(Collected data)

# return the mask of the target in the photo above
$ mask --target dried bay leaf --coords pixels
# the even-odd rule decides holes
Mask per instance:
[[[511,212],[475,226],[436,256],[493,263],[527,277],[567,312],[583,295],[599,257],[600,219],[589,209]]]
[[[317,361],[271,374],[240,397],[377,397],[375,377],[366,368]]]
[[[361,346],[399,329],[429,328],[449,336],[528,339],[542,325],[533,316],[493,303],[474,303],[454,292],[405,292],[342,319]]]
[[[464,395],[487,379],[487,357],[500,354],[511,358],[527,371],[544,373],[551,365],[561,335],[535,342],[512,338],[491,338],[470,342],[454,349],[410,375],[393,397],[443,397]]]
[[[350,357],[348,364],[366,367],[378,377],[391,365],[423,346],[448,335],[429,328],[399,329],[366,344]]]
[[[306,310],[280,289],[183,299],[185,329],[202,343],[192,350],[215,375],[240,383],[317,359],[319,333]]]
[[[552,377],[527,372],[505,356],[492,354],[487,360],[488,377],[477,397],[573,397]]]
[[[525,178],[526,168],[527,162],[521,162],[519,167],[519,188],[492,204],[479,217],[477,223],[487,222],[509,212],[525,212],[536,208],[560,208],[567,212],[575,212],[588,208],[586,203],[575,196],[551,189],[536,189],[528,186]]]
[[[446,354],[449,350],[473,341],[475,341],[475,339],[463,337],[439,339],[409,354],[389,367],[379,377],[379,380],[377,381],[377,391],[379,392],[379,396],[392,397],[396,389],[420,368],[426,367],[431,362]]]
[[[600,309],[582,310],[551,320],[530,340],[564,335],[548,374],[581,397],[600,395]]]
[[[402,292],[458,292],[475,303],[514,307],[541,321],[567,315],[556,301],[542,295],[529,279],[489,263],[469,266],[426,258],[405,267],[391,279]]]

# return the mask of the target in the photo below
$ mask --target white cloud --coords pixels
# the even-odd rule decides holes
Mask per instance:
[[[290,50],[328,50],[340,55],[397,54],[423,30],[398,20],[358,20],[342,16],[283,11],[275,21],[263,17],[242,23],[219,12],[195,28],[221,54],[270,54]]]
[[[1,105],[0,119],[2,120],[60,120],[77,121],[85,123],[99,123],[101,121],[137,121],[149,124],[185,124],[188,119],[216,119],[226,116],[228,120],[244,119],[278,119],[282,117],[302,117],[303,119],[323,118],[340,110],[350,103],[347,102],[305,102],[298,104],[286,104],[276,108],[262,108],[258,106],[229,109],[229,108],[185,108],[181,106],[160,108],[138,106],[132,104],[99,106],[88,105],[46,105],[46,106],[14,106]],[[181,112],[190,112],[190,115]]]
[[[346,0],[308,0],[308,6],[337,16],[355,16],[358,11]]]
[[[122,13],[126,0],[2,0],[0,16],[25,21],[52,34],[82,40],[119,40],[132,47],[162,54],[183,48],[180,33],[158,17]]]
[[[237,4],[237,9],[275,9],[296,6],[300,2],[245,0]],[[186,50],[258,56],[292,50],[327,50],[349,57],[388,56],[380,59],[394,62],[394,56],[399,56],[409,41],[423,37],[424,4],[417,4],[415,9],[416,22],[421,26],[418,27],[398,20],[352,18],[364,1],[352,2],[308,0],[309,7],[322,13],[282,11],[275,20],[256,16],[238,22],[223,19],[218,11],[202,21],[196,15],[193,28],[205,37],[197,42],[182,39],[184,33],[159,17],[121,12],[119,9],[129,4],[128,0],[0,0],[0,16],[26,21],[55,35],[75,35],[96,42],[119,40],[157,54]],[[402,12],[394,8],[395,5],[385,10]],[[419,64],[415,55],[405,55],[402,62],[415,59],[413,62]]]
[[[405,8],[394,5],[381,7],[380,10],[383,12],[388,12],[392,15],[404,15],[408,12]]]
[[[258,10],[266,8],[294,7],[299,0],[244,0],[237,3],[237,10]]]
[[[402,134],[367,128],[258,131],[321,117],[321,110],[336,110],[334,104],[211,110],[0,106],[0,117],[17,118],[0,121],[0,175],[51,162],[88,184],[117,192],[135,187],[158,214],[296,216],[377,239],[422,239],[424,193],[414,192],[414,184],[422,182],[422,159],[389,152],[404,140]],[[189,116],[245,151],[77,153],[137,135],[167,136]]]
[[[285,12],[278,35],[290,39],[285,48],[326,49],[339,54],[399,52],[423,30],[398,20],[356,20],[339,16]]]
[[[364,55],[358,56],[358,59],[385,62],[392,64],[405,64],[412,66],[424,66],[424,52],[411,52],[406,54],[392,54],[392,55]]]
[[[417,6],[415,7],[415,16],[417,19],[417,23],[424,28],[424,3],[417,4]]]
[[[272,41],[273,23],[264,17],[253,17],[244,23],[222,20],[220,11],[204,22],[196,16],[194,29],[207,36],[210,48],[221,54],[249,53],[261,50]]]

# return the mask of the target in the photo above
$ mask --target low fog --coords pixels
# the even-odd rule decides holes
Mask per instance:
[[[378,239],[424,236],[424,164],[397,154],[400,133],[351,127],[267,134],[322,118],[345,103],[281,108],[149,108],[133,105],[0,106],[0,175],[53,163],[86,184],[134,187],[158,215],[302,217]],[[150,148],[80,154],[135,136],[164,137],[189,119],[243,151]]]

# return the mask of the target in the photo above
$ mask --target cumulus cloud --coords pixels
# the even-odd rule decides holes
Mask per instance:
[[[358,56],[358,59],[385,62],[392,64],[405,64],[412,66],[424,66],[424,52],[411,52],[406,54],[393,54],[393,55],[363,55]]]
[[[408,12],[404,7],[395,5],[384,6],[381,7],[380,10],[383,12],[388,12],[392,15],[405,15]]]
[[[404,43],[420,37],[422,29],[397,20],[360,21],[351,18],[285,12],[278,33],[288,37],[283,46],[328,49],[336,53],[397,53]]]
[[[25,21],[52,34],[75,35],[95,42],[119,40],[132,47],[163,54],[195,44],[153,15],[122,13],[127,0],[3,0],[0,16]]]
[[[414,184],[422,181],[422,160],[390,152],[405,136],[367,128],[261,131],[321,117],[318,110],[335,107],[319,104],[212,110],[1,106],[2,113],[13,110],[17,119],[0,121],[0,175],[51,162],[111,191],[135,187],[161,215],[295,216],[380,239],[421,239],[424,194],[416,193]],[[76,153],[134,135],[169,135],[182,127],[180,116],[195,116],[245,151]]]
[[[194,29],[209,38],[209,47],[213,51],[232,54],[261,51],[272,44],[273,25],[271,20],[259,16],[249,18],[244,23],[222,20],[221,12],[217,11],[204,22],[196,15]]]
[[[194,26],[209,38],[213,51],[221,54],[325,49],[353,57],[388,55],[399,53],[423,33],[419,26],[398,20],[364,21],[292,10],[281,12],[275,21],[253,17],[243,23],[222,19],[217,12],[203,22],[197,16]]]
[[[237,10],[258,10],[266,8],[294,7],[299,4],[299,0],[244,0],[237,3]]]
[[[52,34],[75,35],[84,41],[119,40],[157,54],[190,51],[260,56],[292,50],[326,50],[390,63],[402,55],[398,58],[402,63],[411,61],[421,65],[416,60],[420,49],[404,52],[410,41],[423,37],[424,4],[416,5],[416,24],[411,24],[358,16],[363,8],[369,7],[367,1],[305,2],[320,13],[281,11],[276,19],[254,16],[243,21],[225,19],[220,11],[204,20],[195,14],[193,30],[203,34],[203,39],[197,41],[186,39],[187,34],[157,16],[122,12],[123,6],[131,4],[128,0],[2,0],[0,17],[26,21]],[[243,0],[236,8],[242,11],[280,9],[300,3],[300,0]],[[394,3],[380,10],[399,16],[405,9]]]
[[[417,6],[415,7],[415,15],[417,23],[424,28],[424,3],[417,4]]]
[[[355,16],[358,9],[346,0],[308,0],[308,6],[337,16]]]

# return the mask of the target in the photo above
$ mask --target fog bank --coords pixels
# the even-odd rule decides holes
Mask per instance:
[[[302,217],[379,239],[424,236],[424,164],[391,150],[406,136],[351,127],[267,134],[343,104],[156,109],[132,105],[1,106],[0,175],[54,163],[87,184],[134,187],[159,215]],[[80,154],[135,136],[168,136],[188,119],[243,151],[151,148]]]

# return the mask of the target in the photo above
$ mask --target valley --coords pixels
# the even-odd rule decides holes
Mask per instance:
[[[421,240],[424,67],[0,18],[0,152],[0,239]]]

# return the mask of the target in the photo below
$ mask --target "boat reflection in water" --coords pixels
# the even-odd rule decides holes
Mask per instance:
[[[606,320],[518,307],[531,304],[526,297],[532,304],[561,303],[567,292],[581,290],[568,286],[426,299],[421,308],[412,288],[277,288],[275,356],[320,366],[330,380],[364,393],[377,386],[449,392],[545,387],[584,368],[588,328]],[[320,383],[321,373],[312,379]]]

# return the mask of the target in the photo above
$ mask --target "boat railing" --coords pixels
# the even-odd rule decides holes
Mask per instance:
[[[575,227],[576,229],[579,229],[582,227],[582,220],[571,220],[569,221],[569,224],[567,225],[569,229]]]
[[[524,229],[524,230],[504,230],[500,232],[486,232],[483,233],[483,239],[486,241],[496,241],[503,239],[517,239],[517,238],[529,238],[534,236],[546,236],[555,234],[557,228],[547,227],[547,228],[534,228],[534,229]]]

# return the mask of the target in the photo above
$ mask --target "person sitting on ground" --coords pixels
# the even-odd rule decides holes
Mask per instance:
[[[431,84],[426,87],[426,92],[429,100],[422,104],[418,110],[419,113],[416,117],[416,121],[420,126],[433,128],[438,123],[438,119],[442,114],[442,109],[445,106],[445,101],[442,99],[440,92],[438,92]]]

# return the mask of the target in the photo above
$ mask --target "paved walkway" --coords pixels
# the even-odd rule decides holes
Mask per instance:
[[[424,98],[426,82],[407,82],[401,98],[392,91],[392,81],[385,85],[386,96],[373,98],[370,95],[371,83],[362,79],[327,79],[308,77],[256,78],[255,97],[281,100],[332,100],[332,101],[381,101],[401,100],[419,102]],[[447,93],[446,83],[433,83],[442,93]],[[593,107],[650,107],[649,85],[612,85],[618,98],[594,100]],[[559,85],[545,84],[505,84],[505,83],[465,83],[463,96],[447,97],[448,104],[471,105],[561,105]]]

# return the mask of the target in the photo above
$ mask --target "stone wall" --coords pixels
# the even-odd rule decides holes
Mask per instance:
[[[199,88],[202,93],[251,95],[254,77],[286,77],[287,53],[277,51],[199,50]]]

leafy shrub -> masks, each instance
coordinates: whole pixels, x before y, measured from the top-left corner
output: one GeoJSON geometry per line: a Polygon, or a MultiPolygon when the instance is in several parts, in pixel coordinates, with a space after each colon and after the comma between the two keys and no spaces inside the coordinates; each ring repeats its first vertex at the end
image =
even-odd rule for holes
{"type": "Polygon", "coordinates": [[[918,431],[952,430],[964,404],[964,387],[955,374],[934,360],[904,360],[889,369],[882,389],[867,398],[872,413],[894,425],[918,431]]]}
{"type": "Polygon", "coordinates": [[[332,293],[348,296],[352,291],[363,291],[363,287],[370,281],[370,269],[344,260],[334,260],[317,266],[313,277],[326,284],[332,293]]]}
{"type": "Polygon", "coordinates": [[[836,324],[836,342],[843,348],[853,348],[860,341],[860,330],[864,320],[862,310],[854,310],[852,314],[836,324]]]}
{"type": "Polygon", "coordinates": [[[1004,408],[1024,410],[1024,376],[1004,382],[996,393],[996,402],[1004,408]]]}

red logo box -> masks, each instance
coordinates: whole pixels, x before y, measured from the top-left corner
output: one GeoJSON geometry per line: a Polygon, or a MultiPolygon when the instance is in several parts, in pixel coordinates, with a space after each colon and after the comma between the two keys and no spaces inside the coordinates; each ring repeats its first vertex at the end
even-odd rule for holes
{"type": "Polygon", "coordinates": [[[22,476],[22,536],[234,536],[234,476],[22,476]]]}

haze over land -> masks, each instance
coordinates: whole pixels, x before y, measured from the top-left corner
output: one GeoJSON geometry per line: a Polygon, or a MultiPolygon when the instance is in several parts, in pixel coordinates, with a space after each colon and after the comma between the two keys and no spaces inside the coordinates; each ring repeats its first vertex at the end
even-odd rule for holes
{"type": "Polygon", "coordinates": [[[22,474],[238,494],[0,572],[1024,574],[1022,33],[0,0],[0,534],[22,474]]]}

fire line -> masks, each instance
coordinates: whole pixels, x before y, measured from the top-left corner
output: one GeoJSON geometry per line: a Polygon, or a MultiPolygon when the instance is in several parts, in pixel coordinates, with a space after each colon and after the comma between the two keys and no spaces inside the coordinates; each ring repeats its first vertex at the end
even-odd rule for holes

What to do: Report each line of the data in which "cloud" occurs.

Result:
$ mask --target white cloud --coords pixels
$ mask --target cumulus cloud --coords pixels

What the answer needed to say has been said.